Riesengaudi im Tiefschnee

Nach einem Meter Neuschnee am Großglockner kommt die SKI-AG der Gesamtschule Marienheide erstmalig in den Genuss des “Powderns”

Felix Neureuther, der erste deutsche Riesenslalom-Sieger seit 1973, sprach nach seinem Sieg in Bormio von einem “extrem guten Start ins neue Jahr”. Die Wintersport-AG der Gesamtschule Marienheide musste für einen extrem guten Start nicht mal nach Italien fahren. Schon bevor die Reise am Freitagabend, den 24.01.2014, ins österreichische Kals am Großglockner begann, bestaunte die Reisegruppe die Pack-Künste der beiden Busfahrer. Auf Anraten eines Vaters nutzen sie ökonomisch die übriggebliebenen oberen Freiräume des Buskofferraumes ganz á la Tetris, indem sie mit einem Skistock Gepäckstücke dort hineinpressten. Als alle im Bus waren, tönte die männlichste aller Stimmlagen, mit einem charmanten russischen Akzent durch die Lautsprecher: “Damen und Herren. Fahren wir los. Haben Temperatur reguliert, hoffe angenehm!”

Nach einer zwölfstündigen Reise wurde die Gruppe am Samstagmorgen in Kals von bestem Kaiserwetter in Empfang genommen und man besorgte sich im Ski-Depot das alpine Equipment und literweise Almdudler im Supermarkt. Der Abend war wie jeder folgende für die Wochenplanarbeit vorgesehen, in welcher der versäumte Schulstoff nachgearbeitet wurde. Es handelt sich bei der Wintersport-AG nämlich nicht um eine feuchtfröhliche Klassenfahrt, sondern um eine stufenübergreifende Sport-AG, in der Körper und Geist gefordert werden. So war es auch nicht verwunderlich, dass sich die meisten Schüler/innen in der Regel schon vor den geforderten Ruhezeiten in ihre Kojen warfen.

Am Sonntag war es dann endlich soweit. Ab aufs Brettle! Das Wetter, nun zu einem amtlichen Wintersturm umgeschlagen, konnte jedoch nichts an den sonnigen Gemütern der Teilnehmer ändern. Die Sturmhauben wurden hochgezogen und die Wintersport-AG machte sich aufgeteilt in drei Gruppen (Profis, Fortgeschrittene, Anfänger) auf, um den Berg zu bezwingen. Eine besondere Aufgabe wurde der Profi-Gruppe zugetraut. Sie sollten gemeinsam mit einem Skilehrer auf den Referendar aufpassen, der in erster Linie für die Durchführung der Wochenplanarbeit mitgekommen war. Unter den vier Begleitpersonen war er der einzige, der kein Skilehrer war und zuletzt Ski gefahren ist, als 90% der Teilnehmer noch nicht einmal das Licht der Welt erblickt hatten. Der Sinn hinter dieser ehrenvollen Aufgabe war es, dass die Profis Verantwortung für ein 86kg schweres, unkontrolliertes Pistengeschoss übernahmen und damit unter Beweis stellen sollten, dass sich ein jeder von ihnen als ein kollegiales Mitglied einer Gruppe versteht und nicht vom eigenen Ego getrieben gen Tal rast. Das bescherte zwar dem Referendar intensive “Kontakte” mit Wänden, Felsen und Eisplatten, jedoch bewährte sich dadurch auch die Profigruppe, indem sie immer wieder anhielt und dem Bruchpiloten ohne zu murren und dafür mit einem breiten Grinsen auf seine wackligen Beine half.

_ _ _

• [ARBEITSAUFTRAG A]:
Beantworte diese Fragen zum Bericht über die Skifahrt, jede Antwort auf einer eigenen Zeile und gekennzeichnet wie die Frage:
(i) An welchem Tag begann die Reise nach Kals am Großglockner?
(ii) Wie viele Stunden dauerte die Reise?
(iii) In welche Gruppen teilte sich die Wintersport-AG am Sonntag auf?
• [ARBEITSAUFTRAG B]: Gib bitte einen Abschnitt aus dem Bericht über die Skifahrt unverändert wieder. Setze bei den Worten „Nach einer zwölfstündigen“ ein und ende nach „ihre Kojen warfen.“.

_ _ _

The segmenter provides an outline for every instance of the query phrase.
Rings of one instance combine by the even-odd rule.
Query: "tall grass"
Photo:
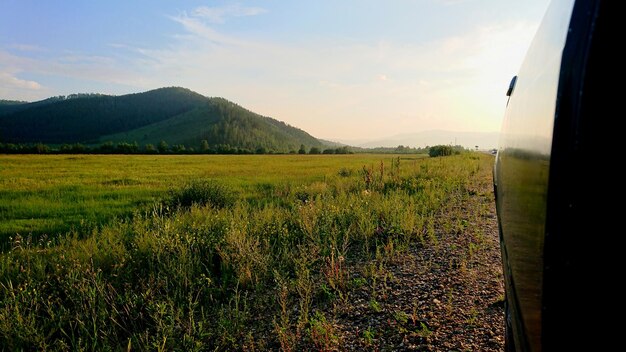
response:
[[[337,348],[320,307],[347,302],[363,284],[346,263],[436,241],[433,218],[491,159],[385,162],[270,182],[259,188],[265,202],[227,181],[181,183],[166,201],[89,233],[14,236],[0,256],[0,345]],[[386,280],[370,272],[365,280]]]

_ _ _

• [AUSGABE A]:
(i) Am Freitagabend, dem 24.01.2014.
(ii) Zwölf Stunden.
(iii) In drei Gruppen: Profis, Fortgeschrittene und Anfänger.

• [AUSGABE B]:
Nach einer zwölfstündigen Reise wurde die Gruppe am Samstagmorgen in Kals von bestem Kaiserwetter in Empfang genommen und man besorgte sich im Ski-Depot das alpine Equipment und literweise Almdudler im Supermarkt. Der Abend war wie jeder folgende für die Wochenplanarbeit vorgesehen, in welcher der versäumte Schulstoff nachgearbeitet wurde. Es handelt sich bei der Wintersport-AG nämlich nicht um eine feuchtfröhliche Klassenfahrt, sondern um eine stufenübergreifende Sport-AG, in der Körper und Geist gefordert werden. So war es auch nicht verwunderlich, dass sich die meisten Schüler/innen in der Regel schon vor den geforderten Ruhezeiten in ihre Kojen warfen.